* **Zu erledigende Aufgaben**
• a. Schreiben Sie aus dem Auszug über die Gemeinschaftswirtschaft der AAO die Passage von „Im Zusammenhang mit“ bis einschließlich „Gütern wieder einzuführen.“ wortwörtlich ab.
• b. Beantworten Sie anhand des Auszugs über die Gemeinschaftswirtschaft der AAO die folgenden Fragen:
(i) Wie viele Stunden am Tag musste laut Text oft gearbeitet werden, um über die Runden zu kommen?
(ii) In welchem Monat und Jahr wurde beschlossen, das Privateigentum wieder einzuführen?
(iii) Nach wie vielen Jahren des Experimentierens mit einer gemeinsamen Wirtschaft hielt die AAO die privatkapitalistische Wirtschaft für besser?
━━ Zu lesender Auszug ━━
Aufgrund des geringen Anteils an qualifizierten Arbeitskräften – oft völlig unqualifiziert – mussten wir oft 10 bis 12 Stunden am Tag arbeiten, um über die Runden zu kommen. Die Wirtschaft war nicht sehr gut kontrolliert, da zu Beginn aufgrund des gemeinsamen Privateigentums der einzelnen Mitglieder ein relativ großes Vermögen vorhanden war. Erst später, insbesondere 1978, erkannten die bereits erwähnten Wirtschaftsexperten, dass es so nicht weitergehen konnte. Es stellte sich heraus, dass das gemeinsame Eigentum und die gemeinsame Wirtschaft in vielen Fällen zu Verantwortungslosigkeit und Geldverschwendung führten.

Wenn jemand einen Fehler machte, musste er nicht selbst dafür bezahlen – wie es in einer kapitalistischen Gesellschaft der Fall wäre –, sondern die Gruppe. Die Erfahrung zeigte leider, dass die Gruppe für viele zu einer neuen „Ersatzmutter“ wurde, die somit als soziales Sicherheitsnetz funktionierte. Meiner Einschätzung nach liegt der Grund für dieses Verhalten nicht in der Struktur selbst, d. h. im Gemeineigentum und der Wirtschaft, sondern in der mangelnden psychologischen Entwicklung des Einzelnen. So gab es in den Gruppen viele, die sich in ihrer Arbeit wirklich für die gesamte Gruppe oder Organisation verantwortlich fühlten, aber ihre Zahl war 1977 zu gering.

Im Zusammenhang mit dieser Wirtschaftsstruktur baute sich eine Bürokratie auf, die für fast alle wie ein Entfremdungsmechanismus wirkte. Das Produkt der eigenen Arbeit verschwand oft in einem undurchsichtigen System. Ob es an mangelndem Feedback oder einem anderen technischen Mangel lag, kann ich nur schwer sagen, aber die subjektive Wahrnehmung war zumindest ein gewisses Gefühl der Entfremdung durch eine größere Bürokratie. Ich werde darauf zurückkommen.

Es stellte sich heraus, dass die meisten Unternehmen nicht wettbewerbsfähig waren, und die Folge davon war, dass im März 1978 beschlossen wurde, Privateigentum sowohl an Produktionsmitteln als auch an anderen materiellen Gütern wieder einzuführen.

Nach etwa fünf Jahren des Experimentierens mit einer gemeinsamen Wirtschaft war die AAO der Ansicht, dass die privatkapitalistische Wirtschaft besser sei. Eine relevante Frage in diesem Zusammenhang muss sein: Entspricht die kapitalistische Wirtschaft mit ihrer Marktform, der individuellen Produktion durch unabhängige Produzenten und dem Wettbewerb zwischen ihnen besser der „menschlichen Natur“ als eine andere Produktionsform?
━━━
━━ Extrahierte Informationen ━━
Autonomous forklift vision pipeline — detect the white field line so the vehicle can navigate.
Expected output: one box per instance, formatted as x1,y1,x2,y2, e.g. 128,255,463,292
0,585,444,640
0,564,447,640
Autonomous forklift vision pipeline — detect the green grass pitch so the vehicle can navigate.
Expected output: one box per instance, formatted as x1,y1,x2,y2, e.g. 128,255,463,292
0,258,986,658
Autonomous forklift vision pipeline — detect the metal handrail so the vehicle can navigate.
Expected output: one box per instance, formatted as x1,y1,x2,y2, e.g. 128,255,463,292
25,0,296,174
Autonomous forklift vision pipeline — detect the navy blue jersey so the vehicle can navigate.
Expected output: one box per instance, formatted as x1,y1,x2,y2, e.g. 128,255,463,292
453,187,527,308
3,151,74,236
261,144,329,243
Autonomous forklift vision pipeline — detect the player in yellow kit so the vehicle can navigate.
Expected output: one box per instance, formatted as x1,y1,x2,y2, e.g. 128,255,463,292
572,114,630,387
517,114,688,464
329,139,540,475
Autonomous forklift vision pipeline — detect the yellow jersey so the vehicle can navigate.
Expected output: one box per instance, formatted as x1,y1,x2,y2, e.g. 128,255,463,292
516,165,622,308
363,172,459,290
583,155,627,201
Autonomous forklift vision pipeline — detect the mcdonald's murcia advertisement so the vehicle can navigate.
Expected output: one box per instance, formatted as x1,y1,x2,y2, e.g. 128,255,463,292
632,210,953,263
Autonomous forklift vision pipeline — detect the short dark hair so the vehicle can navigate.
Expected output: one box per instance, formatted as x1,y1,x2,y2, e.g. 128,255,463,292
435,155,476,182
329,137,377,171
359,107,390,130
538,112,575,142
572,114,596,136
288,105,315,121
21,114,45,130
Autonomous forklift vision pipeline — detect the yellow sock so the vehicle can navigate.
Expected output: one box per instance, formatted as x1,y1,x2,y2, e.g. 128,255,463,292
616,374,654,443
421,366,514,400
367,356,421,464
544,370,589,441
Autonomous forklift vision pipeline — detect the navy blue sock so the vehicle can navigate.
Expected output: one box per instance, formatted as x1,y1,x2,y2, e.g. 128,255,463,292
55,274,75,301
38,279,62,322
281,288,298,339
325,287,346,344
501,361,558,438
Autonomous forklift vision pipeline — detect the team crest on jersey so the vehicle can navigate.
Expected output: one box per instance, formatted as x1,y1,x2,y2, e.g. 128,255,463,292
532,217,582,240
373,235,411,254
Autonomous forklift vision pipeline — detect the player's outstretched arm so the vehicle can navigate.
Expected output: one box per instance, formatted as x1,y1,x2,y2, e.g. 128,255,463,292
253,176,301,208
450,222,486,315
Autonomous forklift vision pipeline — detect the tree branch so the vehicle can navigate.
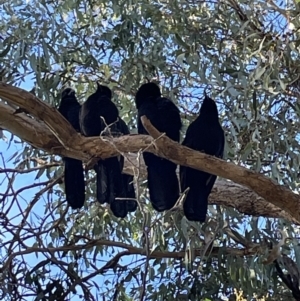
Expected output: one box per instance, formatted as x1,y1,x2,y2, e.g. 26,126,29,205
0,82,300,222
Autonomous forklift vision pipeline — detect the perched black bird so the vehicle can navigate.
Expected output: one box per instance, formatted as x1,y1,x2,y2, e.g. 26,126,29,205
80,84,137,218
58,88,85,209
135,83,182,211
180,96,225,222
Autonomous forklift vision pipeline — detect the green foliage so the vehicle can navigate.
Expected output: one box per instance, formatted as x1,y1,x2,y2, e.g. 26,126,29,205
0,0,300,301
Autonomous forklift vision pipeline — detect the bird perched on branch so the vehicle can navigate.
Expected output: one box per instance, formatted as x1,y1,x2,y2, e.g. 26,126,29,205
80,83,137,218
135,82,182,212
180,95,225,222
58,88,85,209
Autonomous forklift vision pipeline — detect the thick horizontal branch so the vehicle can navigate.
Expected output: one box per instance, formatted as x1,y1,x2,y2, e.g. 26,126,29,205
0,83,300,222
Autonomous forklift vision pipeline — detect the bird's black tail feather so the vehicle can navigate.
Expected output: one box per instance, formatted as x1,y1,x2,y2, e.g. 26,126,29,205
95,157,128,218
144,153,179,212
183,182,208,223
64,158,85,209
122,174,137,212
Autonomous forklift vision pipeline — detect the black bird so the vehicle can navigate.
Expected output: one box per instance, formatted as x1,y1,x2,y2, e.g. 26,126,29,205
180,96,225,223
135,83,182,212
58,88,85,209
80,83,137,218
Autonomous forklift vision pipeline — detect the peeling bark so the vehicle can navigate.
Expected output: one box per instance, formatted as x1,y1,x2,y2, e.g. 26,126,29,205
0,82,300,223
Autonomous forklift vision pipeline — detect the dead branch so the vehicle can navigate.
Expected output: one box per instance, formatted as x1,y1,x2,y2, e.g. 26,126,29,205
0,82,300,222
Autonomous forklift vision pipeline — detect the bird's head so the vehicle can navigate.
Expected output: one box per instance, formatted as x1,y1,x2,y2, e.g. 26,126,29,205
200,95,218,116
135,82,161,108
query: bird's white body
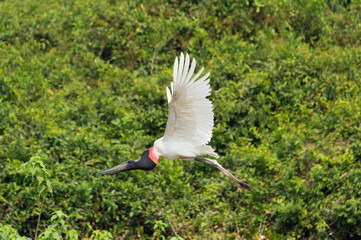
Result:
[154,54,218,160]
[98,53,251,190]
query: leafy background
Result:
[0,0,361,239]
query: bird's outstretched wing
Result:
[164,53,213,146]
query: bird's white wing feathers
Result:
[164,53,213,146]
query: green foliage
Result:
[0,0,361,239]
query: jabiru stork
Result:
[97,53,252,191]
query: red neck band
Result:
[148,146,158,164]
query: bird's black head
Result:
[97,146,158,175]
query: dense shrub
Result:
[0,0,361,239]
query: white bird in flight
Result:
[97,53,252,191]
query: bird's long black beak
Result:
[97,161,130,175]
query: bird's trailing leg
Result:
[194,157,253,192]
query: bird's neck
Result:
[148,146,158,164]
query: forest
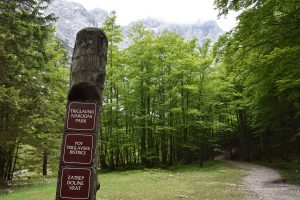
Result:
[0,0,300,184]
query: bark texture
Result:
[56,28,108,200]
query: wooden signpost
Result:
[56,28,107,200]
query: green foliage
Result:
[0,0,67,179]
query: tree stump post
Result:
[56,28,108,200]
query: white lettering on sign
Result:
[70,109,95,123]
[67,175,84,190]
[67,141,91,155]
[66,102,97,130]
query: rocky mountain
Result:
[45,0,223,51]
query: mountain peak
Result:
[46,0,223,51]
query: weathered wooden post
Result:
[56,28,107,200]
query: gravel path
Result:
[221,159,300,200]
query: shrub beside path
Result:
[217,157,300,200]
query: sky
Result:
[68,0,237,31]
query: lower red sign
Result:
[60,167,92,200]
[63,133,94,164]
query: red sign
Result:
[66,102,97,131]
[60,167,92,200]
[63,133,94,164]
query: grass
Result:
[256,157,300,185]
[0,162,245,200]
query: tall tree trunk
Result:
[43,149,48,176]
[237,109,250,161]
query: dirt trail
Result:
[220,159,300,200]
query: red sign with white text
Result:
[60,167,92,200]
[66,102,97,131]
[63,133,94,164]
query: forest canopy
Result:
[0,0,300,180]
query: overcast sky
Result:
[68,0,236,31]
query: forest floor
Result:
[0,161,246,200]
[218,158,300,200]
━━━
* **Ergebnisse je Aufgabe**
• a.
Im Zusammenhang mit dieser Wirtschaftsstruktur baute sich eine Bürokratie auf, die für fast alle wie ein Entfremdungsmechanismus wirkte. Das Produkt der eigenen Arbeit verschwand oft in einem undurchsichtigen System. Ob es an mangelndem Feedback oder einem anderen technischen Mangel lag, kann ich nur schwer sagen, aber die subjektive Wahrnehmung war zumindest ein gewisses Gefühl der Entfremdung durch eine größere Bürokratie. Ich werde darauf zurückkommen.

Es stellte sich heraus, dass die meisten Unternehmen nicht wettbewerbsfähig waren, und die Folge davon war, dass im März 1978 beschlossen wurde, Privateigentum sowohl an Produktionsmitteln als auch an anderen materiellen Gütern wieder einzuführen.

• b.
(i) 10 bis 12 Stunden am Tag.
(ii) Im März 1978.
(iii) Nach etwa fünf Jahren.